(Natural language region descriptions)
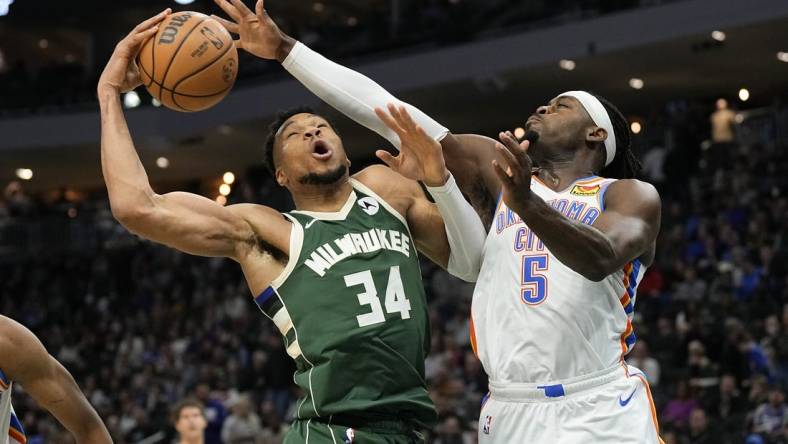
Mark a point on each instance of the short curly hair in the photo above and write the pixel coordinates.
(273, 129)
(175, 414)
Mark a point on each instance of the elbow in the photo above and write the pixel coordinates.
(464, 268)
(598, 271)
(128, 215)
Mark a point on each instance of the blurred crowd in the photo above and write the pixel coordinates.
(142, 326)
(27, 86)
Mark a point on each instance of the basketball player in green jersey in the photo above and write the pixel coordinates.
(339, 276)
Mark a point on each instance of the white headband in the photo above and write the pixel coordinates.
(599, 116)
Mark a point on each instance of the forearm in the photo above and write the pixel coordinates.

## Prompt
When a record holds a picture, leave that picture out; copy the rest verbatim.

## Answer for the task
Mark a point on each instance of the short curly hair in the photo above and write the pixel coordinates.
(273, 129)
(175, 414)
Mark a point on each instance of the elbow in the photo above and write the pixel coordinates.
(464, 268)
(598, 271)
(128, 215)
Mark a point on each instance of the blurred crowd in the photo above and write the pixel coordinates.
(142, 326)
(27, 86)
Mark a point on each instance of the basketball player in green jersey in the photo above and write the pixel coordinates.
(339, 276)
Mark a point on each instance of the white headband in the photo above and write the pixel coordinates.
(599, 116)
Mark a point on each instance of the forearm in the photo above and write the pixel coordinates.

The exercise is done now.